### Problem statement
Copy out the stretch of the listing from the line containing "ceiling fan light" through the end of the listing, substituting "place one marker" for every "drop one dot" and changing nothing else.

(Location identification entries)

::::

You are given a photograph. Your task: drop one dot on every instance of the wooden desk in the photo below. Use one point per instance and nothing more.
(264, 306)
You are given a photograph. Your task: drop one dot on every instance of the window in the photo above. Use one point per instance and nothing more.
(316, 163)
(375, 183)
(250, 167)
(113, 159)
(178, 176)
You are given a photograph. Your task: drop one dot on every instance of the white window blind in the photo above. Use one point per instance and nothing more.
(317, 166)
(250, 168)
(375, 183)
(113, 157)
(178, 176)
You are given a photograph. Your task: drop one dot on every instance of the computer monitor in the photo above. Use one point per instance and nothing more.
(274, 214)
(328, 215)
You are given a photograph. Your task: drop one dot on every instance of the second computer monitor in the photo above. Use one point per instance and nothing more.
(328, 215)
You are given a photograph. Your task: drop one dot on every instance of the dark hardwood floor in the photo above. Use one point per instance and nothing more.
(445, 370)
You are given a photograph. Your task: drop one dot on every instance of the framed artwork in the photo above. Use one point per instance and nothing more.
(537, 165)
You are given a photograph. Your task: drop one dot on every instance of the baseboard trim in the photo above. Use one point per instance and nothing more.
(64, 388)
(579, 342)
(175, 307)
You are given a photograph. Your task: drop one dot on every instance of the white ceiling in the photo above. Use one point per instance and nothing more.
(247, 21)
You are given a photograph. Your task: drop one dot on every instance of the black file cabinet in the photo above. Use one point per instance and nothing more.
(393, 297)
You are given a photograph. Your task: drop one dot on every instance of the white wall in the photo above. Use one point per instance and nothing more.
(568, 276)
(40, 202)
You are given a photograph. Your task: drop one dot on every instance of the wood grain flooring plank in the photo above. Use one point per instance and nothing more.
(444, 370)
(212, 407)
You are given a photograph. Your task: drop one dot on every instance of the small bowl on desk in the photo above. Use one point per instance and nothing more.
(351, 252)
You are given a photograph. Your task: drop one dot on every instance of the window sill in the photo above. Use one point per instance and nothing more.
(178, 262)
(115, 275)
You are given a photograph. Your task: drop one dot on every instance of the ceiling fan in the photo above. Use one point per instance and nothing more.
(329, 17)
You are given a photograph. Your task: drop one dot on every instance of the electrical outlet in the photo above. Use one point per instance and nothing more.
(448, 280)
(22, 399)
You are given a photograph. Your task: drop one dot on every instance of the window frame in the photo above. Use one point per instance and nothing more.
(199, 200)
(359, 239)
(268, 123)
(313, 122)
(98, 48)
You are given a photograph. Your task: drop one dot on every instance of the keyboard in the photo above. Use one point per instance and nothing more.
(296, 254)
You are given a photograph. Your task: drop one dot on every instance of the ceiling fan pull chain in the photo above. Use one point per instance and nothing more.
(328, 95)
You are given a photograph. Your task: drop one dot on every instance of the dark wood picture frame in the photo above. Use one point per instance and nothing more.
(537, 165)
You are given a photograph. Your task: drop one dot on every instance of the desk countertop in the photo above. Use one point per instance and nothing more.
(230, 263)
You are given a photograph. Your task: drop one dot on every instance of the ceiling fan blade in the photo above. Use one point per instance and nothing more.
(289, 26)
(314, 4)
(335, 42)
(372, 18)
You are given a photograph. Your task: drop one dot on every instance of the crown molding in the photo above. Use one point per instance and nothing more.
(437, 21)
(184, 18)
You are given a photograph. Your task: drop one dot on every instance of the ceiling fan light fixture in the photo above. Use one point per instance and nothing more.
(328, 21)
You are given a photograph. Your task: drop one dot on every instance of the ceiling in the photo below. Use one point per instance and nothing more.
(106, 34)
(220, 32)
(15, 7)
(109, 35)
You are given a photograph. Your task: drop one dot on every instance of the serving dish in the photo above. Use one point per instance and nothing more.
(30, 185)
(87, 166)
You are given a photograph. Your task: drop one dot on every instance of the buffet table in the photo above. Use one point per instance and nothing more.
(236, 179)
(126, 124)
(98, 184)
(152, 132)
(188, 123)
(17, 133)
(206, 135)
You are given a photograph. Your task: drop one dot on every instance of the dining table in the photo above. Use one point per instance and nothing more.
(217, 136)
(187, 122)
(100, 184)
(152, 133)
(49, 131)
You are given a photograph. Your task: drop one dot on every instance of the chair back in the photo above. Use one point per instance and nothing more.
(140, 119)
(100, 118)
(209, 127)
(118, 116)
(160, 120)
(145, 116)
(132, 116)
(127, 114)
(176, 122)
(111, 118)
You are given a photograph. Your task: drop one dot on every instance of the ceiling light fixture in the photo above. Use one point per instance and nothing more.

::::

### Written response
You are given a photograph. Your task: place one marker on every instance of the ceiling fan light fixture in the photo above. Use one point per instance and nothing more.
(328, 21)
You are given a photograph. Your task: place one marker on every instance of the ceiling in the photo below. Use one point per instance and nothing more.
(106, 34)
(220, 32)
(15, 7)
(109, 35)
You are given a photograph. Your task: place one marker on every instance of the serving dish in the photo above. Use one point per instance and nothing more.
(30, 185)
(87, 166)
You are given a photograph. Your task: place one marker on every instance of the buffet table in the photo above. Use one point per instance and nothing more.
(236, 179)
(126, 124)
(98, 184)
(152, 132)
(188, 123)
(17, 133)
(206, 135)
You are given a photograph. Your task: place one marker on every instance of the dining table in the photo above. Use one point per instance and nothing more.
(217, 136)
(187, 122)
(100, 184)
(152, 133)
(49, 131)
You are given a photograph. Your task: place one marker on every instance of the chair back in the photo above. Use one point per instance and nothing more.
(140, 119)
(100, 118)
(209, 127)
(118, 116)
(160, 120)
(145, 116)
(132, 116)
(127, 114)
(176, 122)
(111, 118)
You are given a photograph. Your task: place one marker on every instance of the ceiling light fixture in the photo above. Use one point per instance and nothing more.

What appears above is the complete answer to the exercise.